## Assigned task
Print each of the following items verbatim, reproducing every line without alteration.

[Supplied information — start]

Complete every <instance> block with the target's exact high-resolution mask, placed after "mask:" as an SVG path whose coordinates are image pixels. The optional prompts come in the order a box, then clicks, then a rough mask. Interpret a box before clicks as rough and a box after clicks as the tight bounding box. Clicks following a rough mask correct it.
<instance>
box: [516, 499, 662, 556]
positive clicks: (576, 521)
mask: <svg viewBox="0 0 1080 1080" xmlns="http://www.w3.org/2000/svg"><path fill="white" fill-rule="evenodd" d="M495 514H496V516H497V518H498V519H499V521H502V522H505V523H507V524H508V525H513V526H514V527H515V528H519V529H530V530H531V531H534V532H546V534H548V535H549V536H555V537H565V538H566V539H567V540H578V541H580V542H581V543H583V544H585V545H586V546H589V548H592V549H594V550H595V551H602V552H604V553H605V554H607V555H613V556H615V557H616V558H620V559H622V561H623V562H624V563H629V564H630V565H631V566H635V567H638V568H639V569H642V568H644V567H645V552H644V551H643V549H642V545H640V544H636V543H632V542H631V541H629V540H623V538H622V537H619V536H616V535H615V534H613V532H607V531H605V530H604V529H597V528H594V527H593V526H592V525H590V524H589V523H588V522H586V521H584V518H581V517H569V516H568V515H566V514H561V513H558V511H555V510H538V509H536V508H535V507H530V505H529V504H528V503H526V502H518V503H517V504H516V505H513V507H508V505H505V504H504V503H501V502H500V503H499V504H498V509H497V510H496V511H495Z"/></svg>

[Supplied information — finish]

## Output for this task
Complete every <instance> block with the target's exact high-resolution mask, placed after "mask:" as an SVG path whose coordinates are image pixels. The optional prompts come in the order a box, then clicks, then a rough mask. Interpret a box before clicks as rough and a box after clicks as the tight bounding box. Clicks following a rough mask correct it.
<instance>
box: [516, 499, 662, 556]
positive clicks: (576, 521)
mask: <svg viewBox="0 0 1080 1080" xmlns="http://www.w3.org/2000/svg"><path fill="white" fill-rule="evenodd" d="M495 514H496V516H497V518H498V519H499V521H502V522H505V523H507V524H508V525H513V526H514V527H515V528H519V529H530V530H531V531H534V532H546V534H548V535H549V536H555V537H565V538H566V539H567V540H578V541H580V542H581V543H583V544H585V545H586V546H589V548H592V549H594V550H595V551H602V552H604V553H605V554H607V555H613V556H615V557H616V558H620V559H622V561H623V562H624V563H629V564H630V565H631V566H635V567H638V568H639V569H642V568H644V567H645V552H644V551H643V549H642V545H640V544H636V543H632V542H631V541H629V540H623V538H622V537H619V536H616V535H615V534H613V532H607V531H605V530H604V529H597V528H594V527H593V526H592V525H590V524H589V523H588V522H586V521H584V518H581V517H569V516H568V515H566V514H561V513H558V511H555V510H538V509H536V508H535V507H530V505H529V504H528V503H526V502H518V503H517V504H516V505H513V507H508V505H505V504H504V503H501V502H500V503H499V504H498V509H497V510H496V511H495Z"/></svg>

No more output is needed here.